* TASK STATEMENT
Among the lines below, copy exactly those from the one with "Target: lion's chin" through the one with "Target: white stone surface", counting both ends.

━━━━━ AVAILABLE DATA

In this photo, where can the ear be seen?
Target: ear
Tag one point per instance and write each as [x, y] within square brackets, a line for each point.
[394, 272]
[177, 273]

━━━━━━━━━━
━━━━━ AVAILABLE DATA

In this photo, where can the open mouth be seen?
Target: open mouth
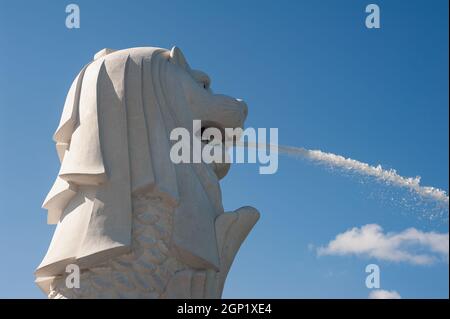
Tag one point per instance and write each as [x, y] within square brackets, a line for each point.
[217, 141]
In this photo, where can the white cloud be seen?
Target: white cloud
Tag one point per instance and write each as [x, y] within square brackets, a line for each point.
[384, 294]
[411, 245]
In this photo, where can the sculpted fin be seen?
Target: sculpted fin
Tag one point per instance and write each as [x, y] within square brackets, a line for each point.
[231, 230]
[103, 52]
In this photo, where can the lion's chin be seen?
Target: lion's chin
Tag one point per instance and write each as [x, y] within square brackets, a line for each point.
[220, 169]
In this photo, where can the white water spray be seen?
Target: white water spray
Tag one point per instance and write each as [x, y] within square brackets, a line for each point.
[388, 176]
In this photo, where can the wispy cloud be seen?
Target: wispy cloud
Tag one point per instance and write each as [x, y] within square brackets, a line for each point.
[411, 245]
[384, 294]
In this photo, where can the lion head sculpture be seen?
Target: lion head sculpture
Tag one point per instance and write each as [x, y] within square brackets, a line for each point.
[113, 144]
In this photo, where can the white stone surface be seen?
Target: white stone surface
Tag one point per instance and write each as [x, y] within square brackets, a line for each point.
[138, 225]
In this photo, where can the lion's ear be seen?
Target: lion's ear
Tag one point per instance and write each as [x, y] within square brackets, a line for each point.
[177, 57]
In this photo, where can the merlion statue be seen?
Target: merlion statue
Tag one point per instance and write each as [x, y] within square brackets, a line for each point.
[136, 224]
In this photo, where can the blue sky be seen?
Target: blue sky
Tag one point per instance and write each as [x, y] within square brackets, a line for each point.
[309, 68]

━━━━━━━━━━

* EXERCISE RESULT
Target: lion's chin
Tag one point per instance and write each as [x, y] within square brackets, a line for each point.
[220, 169]
In this photo, where can the white water spray be seen?
Target: white water spray
Tag one point per instance and write each as [x, y] within square brackets, a line for each point.
[388, 176]
In this photo, where can the wispy cloud be seen?
Target: wispy cloud
Tag one point per instance and write each as [x, y] within square brackets, a line for each point.
[411, 245]
[384, 294]
In this photo, where can the lion head sculpture be seen?
Target: lion head sculpture
Tag one point per instance and write each as [x, y] within square brackets, a line for each point.
[113, 144]
In this photo, where can the white stone surface be seen?
Target: white stone surface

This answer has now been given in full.